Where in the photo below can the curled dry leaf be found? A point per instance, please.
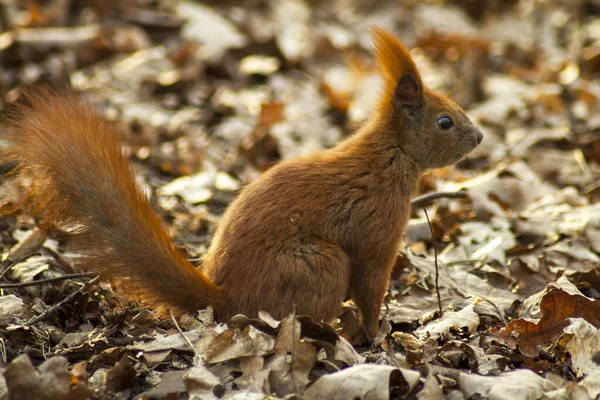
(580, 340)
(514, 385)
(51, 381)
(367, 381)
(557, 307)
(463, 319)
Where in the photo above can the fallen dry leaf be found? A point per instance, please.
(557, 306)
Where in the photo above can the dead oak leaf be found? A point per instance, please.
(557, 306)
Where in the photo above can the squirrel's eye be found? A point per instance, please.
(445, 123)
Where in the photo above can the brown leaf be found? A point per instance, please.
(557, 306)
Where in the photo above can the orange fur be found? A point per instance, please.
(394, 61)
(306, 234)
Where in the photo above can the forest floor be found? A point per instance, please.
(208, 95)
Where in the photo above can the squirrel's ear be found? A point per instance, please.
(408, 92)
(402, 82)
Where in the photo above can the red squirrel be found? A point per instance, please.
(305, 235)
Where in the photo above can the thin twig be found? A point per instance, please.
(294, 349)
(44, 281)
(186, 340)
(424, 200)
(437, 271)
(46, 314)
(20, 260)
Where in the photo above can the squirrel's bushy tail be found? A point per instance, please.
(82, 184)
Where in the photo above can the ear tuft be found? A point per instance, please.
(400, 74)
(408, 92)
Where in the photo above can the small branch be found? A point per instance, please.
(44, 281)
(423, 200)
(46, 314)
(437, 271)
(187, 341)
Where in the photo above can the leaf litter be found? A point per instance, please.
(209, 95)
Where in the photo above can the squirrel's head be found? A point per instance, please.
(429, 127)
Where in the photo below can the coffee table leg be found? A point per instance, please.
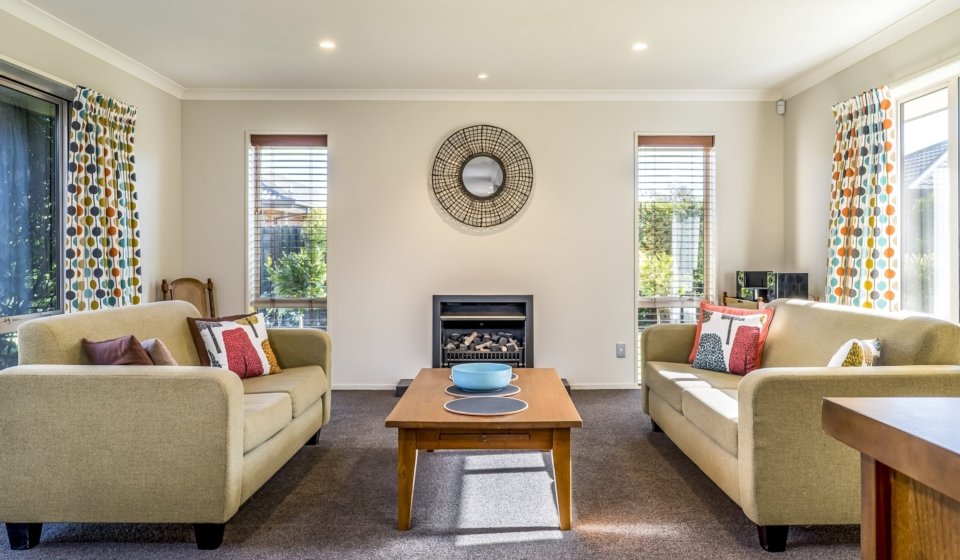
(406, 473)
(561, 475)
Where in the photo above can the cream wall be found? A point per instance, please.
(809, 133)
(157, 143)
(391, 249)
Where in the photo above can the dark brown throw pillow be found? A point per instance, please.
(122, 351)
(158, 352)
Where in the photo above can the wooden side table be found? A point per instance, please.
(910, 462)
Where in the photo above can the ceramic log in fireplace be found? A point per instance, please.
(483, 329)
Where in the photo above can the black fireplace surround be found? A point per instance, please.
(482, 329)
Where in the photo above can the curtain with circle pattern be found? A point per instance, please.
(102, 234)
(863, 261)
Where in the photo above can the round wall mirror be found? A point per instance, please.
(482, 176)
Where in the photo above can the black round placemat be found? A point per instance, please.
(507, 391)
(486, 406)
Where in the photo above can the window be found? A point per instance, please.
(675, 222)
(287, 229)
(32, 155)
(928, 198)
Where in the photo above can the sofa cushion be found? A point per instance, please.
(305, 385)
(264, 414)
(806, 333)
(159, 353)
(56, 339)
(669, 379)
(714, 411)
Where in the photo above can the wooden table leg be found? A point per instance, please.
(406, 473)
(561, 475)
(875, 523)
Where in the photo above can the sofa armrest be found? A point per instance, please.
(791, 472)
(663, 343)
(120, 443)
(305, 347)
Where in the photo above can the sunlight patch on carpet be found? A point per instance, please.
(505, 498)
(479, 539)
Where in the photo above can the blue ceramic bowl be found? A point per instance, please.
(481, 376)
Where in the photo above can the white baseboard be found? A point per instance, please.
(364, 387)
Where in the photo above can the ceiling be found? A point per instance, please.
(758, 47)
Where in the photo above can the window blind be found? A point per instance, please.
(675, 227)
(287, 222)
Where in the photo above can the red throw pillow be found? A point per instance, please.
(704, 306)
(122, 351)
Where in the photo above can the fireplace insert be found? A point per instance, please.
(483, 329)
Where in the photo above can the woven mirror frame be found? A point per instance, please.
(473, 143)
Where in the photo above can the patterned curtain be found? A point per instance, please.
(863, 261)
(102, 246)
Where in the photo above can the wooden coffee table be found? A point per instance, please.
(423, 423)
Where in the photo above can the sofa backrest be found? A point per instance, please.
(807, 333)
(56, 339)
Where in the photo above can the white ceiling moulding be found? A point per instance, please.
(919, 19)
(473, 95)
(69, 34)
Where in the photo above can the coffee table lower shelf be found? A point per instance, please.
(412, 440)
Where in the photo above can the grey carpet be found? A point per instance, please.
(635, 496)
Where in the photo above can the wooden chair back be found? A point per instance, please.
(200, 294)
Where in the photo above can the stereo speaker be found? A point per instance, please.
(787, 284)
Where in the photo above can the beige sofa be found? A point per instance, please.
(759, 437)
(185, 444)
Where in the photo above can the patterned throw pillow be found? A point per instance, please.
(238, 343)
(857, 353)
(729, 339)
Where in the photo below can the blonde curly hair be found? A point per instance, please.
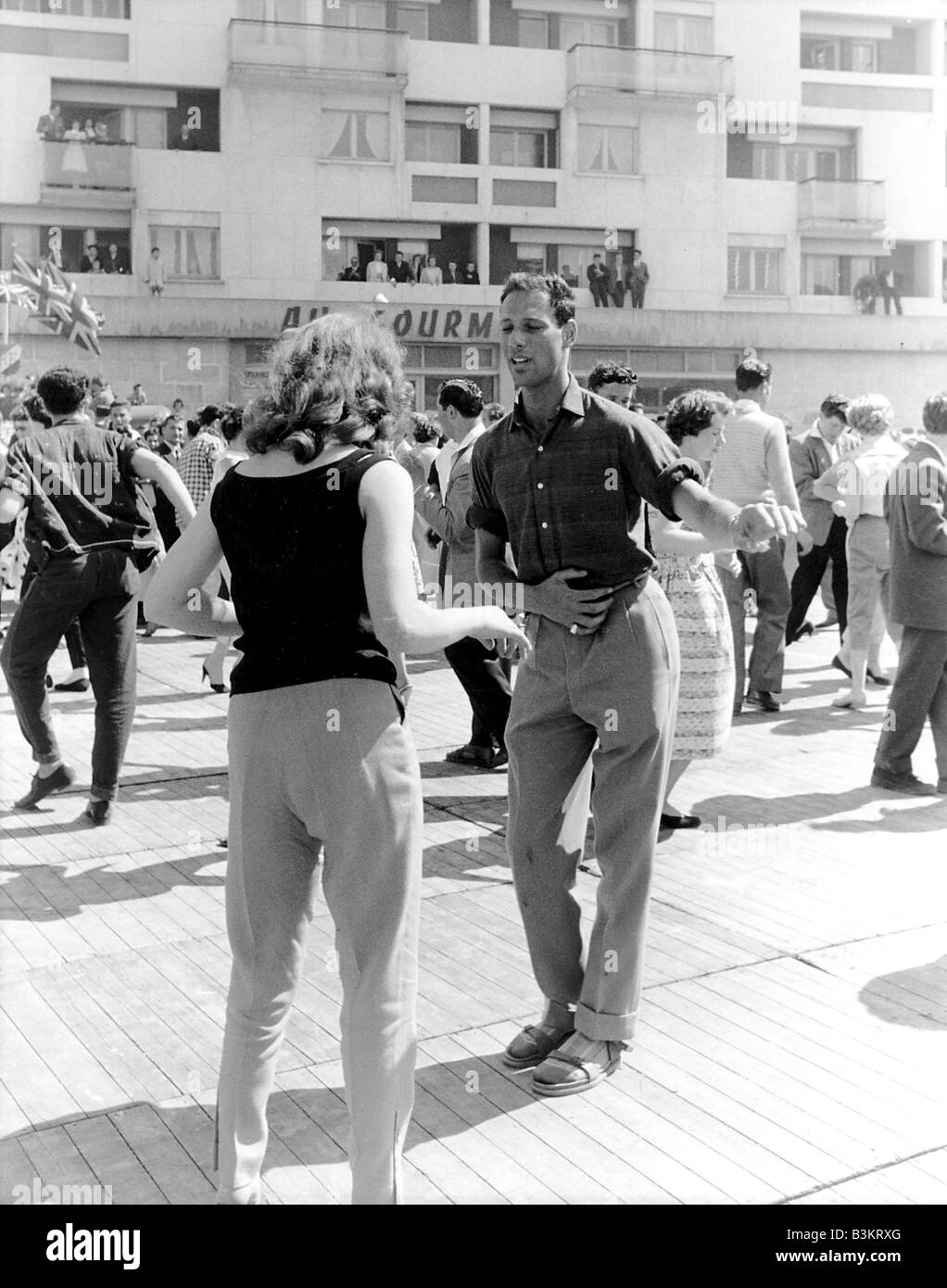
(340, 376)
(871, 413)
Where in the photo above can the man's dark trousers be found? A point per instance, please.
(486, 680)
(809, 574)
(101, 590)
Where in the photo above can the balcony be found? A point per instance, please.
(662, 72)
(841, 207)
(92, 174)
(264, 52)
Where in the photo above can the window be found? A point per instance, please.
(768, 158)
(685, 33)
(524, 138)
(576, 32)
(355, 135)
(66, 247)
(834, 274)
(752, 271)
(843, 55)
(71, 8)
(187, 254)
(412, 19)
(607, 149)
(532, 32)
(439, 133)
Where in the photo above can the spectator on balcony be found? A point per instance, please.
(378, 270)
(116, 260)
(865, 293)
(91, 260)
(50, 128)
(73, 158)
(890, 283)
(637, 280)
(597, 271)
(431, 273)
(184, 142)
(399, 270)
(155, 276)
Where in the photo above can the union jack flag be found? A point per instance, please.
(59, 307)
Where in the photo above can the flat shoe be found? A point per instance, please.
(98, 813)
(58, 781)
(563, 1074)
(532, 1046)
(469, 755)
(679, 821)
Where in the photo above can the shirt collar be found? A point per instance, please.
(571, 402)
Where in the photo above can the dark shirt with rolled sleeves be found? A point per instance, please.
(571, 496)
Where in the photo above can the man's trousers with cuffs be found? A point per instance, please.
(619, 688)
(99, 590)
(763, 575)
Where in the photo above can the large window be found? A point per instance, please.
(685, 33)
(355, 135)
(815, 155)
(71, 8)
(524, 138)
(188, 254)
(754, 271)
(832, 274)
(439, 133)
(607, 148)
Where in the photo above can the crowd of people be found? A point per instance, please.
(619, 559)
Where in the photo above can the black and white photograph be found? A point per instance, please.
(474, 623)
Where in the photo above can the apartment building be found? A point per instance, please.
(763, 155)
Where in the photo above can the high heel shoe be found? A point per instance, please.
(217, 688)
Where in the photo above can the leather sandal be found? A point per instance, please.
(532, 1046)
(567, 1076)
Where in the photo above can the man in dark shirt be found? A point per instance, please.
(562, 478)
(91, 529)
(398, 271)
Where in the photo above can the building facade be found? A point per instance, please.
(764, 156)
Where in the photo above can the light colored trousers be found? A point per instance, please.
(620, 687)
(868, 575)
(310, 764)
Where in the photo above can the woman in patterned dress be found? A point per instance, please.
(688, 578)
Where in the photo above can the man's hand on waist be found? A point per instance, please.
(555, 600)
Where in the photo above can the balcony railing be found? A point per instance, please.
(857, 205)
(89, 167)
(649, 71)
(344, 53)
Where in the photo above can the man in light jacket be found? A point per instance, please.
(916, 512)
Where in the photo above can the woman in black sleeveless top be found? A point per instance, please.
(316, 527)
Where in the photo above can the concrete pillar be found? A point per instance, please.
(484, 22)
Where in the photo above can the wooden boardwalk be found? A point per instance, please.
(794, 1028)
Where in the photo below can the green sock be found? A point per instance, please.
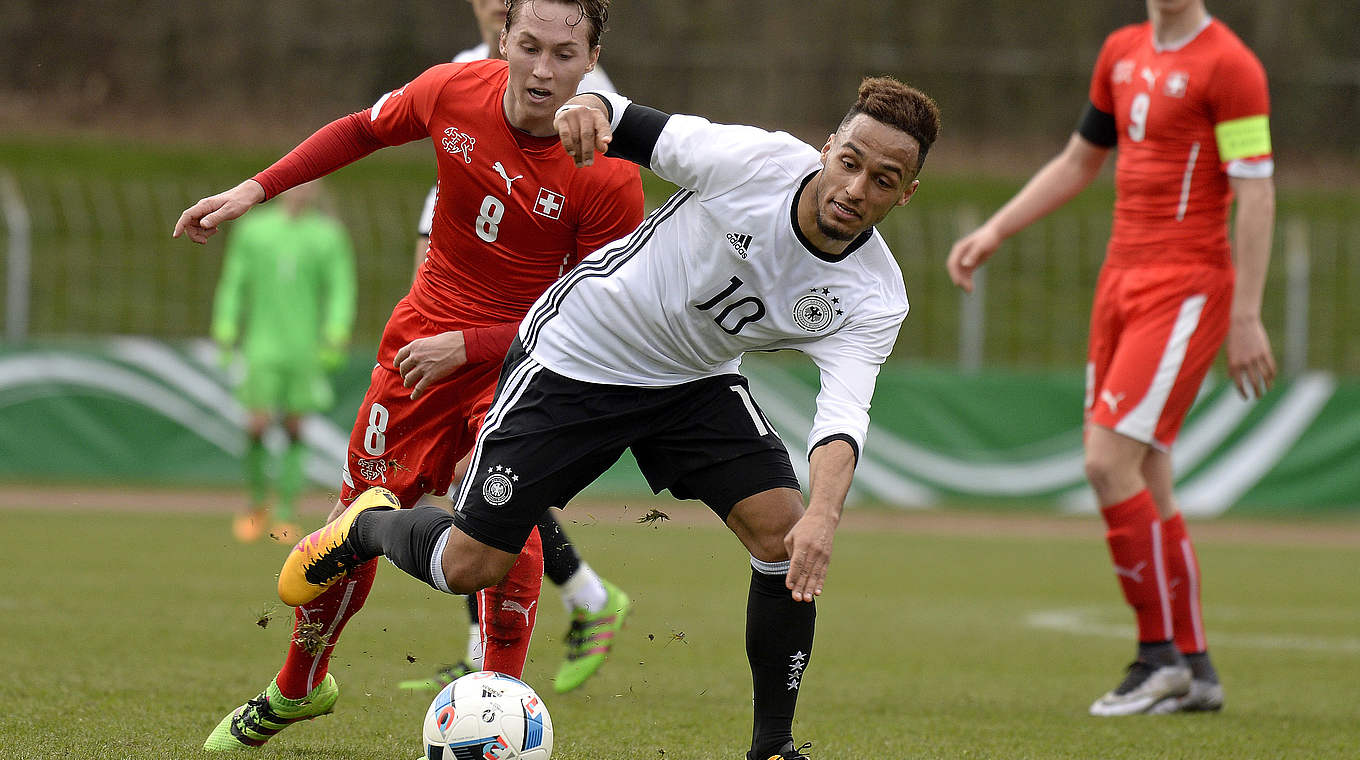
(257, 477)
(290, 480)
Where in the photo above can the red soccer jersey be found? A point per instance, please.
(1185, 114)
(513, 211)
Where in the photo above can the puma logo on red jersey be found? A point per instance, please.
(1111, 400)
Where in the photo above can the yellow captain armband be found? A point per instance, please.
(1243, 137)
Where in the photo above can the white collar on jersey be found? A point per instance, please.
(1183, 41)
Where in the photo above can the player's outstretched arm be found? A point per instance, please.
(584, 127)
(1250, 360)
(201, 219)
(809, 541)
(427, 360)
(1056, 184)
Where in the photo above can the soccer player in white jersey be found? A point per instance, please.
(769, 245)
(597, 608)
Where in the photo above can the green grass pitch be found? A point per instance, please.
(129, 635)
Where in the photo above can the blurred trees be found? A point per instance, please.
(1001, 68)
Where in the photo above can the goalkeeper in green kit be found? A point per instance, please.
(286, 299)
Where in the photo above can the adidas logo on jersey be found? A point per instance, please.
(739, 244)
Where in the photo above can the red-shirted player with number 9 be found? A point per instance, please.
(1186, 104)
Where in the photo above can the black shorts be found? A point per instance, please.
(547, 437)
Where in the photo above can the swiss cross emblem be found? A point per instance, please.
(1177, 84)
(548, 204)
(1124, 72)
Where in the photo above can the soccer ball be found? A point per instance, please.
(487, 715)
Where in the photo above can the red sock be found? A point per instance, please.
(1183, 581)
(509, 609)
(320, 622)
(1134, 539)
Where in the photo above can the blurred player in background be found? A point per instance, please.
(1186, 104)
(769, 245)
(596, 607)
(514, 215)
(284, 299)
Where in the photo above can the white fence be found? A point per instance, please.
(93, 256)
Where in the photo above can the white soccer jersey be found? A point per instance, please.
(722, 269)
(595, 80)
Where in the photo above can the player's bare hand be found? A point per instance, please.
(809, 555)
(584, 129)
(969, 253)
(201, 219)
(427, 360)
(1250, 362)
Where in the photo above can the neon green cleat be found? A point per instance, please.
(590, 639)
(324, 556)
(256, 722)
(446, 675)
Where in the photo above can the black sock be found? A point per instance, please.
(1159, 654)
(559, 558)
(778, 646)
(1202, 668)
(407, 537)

**Soal yang diberikan**
Ganti "black shorts" dengan "white shorts" pada baris mulai dari yang memuat "Where in the photo above can the green" sampai dengan yang memuat "(1250, 362)". Tuliskan kembali hanya baris-baris tersebut tanpa perubahan lain.

**Hasilnya**
Where in the photo above can the green grass pitch be found? A point per instance, please.
(129, 635)
Where in the photo above can the blurred trees be found? A point per instance, please.
(1001, 68)
Where in the photo above can the goalkeeper in green kit be found? A point per instance, please.
(286, 299)
Where in the photo above can the adidas logo on jersey be found? A point per instance, please.
(739, 244)
Where in the photo above can the red-shirted player with number 9 be found? A point per instance, please.
(1186, 104)
Where in the photo above can the white shorts be found? A point per instance, please.
(547, 437)
Where in the photo above can the swiss cross emblem be found? A point per instance, please.
(1177, 84)
(548, 204)
(1124, 72)
Where in the photo above can the soccer ball be found? A point per instance, please.
(487, 715)
Where in the photo above can the red sock be found? A point per instance, please.
(1183, 581)
(509, 609)
(320, 622)
(1134, 539)
Where in the photo above can the blurred player in background be found? A point per instance, please.
(1186, 104)
(769, 245)
(596, 607)
(514, 215)
(284, 299)
Where in the photo above can the white fence be found? A point per instance, please.
(93, 256)
Where in the photo above can the white soccer jersey be found? A point per instance, please.
(722, 269)
(595, 80)
Where in the photo above can the player's bare hand be found? A point per instance, please.
(809, 555)
(584, 129)
(969, 253)
(201, 219)
(427, 360)
(1250, 362)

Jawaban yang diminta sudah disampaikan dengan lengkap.